▶ [Yazılı alıştırma 1] Listede "green" dizesini içeren satırların hepsini bulun ve aynen kopyalayın. Büyük ve küçük harf ayrımı dikkate alınır.

-------- Alıntı

DERNEĞİN ADI VE MERKEZİ

Madde 1:
  1. "Trabzon Kültür ve Dayanışma Derneği" adı ile bir dernek kurulmuştur.
  2. Merkezi Ankara'dadır.
  3. Ankara'da adres değişikliği tüzük tadilini gerektirmez.

DERNEĞİN AMACI VE UĞRAŞLARI

Madde 2:
Derneğin amacı, sosyal ve kültürel faaliyetlerde bulunmaktır. Dernek bu amaçla:Trabzonlular arasında sosyal ve kültürel dayanışmayı pekiştirmek için gezi, gece, balo, müsamere, konser, sportif uğraşlar ve konferanslar düzenler. Folklor çalışmaları ve eğitici kurslar düzenler. Gazete, dergi ve benzeri yayınlar çıkarır. Derneğin gereksinmesi olan konut, öğrenci yurdu, lokal ve benzeri yerler açabilir. Dernek mali olanakları ölçüsünde Trabzonlulara ve öğrencilere yardımda bulunur.

----------------

▶ [Yazılı alıştırma 2] Trabzon Kültür ve Dayanışma Derneği tüzüğünü kaldığı yerden lütfen sürdürün.

-------- Veri kümesi satırları

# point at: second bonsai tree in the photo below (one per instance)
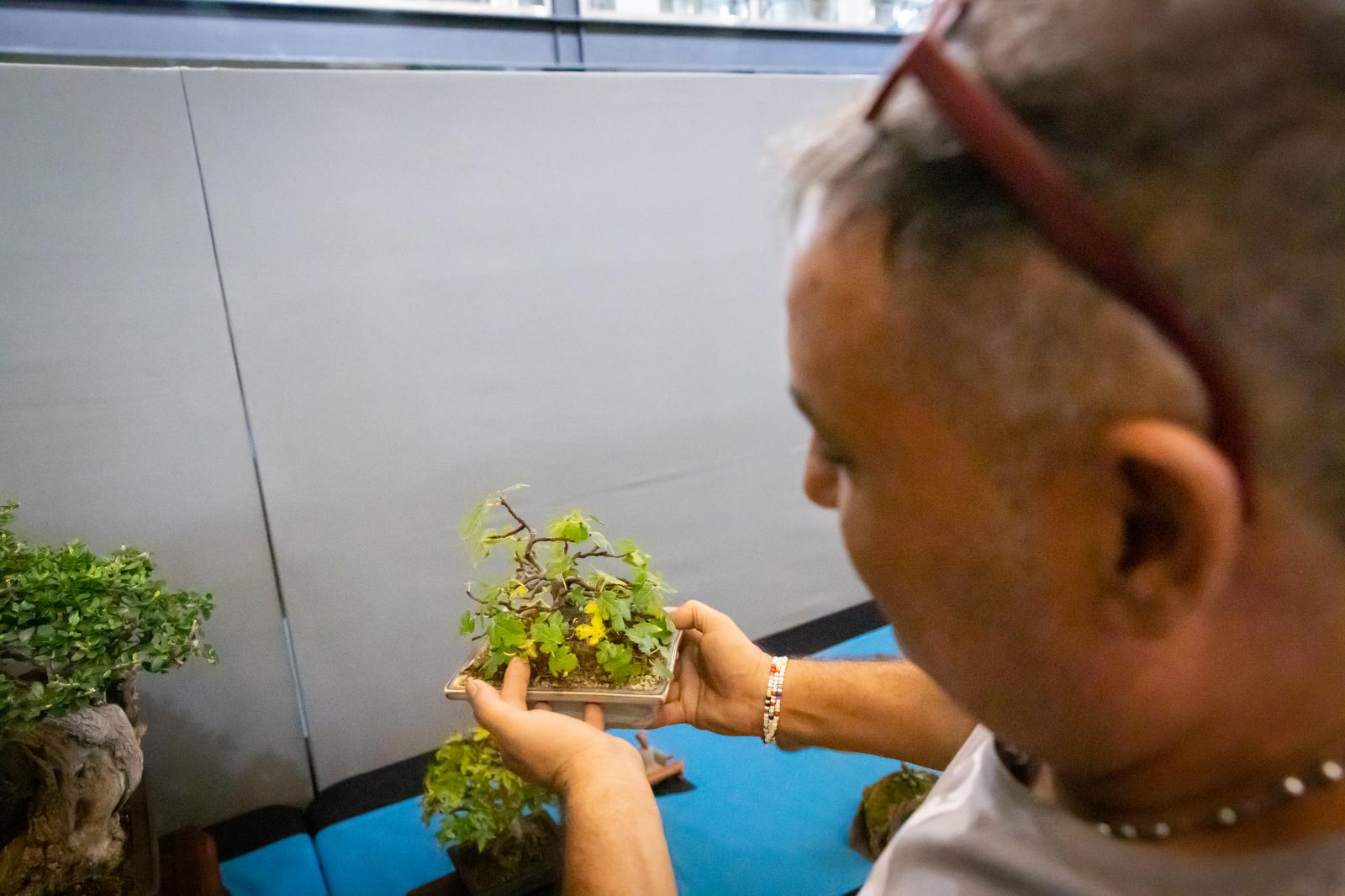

----------------
-------- Veri kümesi satırları

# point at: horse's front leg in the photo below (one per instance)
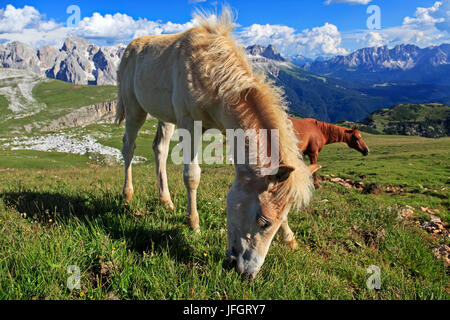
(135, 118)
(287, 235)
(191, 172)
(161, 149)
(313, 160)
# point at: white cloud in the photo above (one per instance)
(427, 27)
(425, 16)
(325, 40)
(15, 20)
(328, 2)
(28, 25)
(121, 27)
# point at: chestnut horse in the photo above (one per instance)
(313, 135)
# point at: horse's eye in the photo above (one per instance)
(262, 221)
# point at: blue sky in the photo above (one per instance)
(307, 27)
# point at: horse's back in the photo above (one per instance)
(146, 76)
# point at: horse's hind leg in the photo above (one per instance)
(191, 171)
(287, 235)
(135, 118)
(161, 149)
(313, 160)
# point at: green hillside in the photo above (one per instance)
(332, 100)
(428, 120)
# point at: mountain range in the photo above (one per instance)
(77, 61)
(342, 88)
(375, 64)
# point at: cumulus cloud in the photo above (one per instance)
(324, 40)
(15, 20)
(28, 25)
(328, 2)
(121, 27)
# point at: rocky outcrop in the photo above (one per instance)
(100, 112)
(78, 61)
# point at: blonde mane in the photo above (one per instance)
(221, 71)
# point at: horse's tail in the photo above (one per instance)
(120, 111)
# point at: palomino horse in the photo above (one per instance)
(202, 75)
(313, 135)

----------------
-------- Veri kümesi satırları

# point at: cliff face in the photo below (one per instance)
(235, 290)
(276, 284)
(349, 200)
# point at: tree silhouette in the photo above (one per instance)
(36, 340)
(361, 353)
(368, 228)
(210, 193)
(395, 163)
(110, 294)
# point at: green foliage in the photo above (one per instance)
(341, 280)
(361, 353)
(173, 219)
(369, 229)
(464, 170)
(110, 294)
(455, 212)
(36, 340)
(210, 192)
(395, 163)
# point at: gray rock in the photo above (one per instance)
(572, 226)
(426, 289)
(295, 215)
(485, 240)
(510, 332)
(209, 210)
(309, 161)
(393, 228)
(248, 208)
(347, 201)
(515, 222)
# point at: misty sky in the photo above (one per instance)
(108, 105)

----------------

▶ [Beklenen cevap 1]
# point at: green hillside in the photo above (one per instance)
# point at: green foliage in the photo above (one per instance)

▶ [Beklenen cevap 2]
DERNEĞE GİRİŞ KOŞULLARI

Madde 3:
18 yaşını doldurup, medeni hakları kullanma ehliyetine sahip, belli bir ödenti vermeyi yükümlenmiş ve yasada gösterilen yasaklamaların dışında kalan herkes derneğe üye olabilir. Üyelik sıfatı, en az üç üyenin önerisi ve Yönetim Kurulu'nun kararı ile kazanılır. Yönetim Kurulu bu kararı, en geç 30 gün içinde almak zorundadır.

DERNEKTEN ÇIKMA

Madde 4:
Her üye bir ay önce istifasını yazılı olarak vererek dernekten çıkma hakkına sahiptir.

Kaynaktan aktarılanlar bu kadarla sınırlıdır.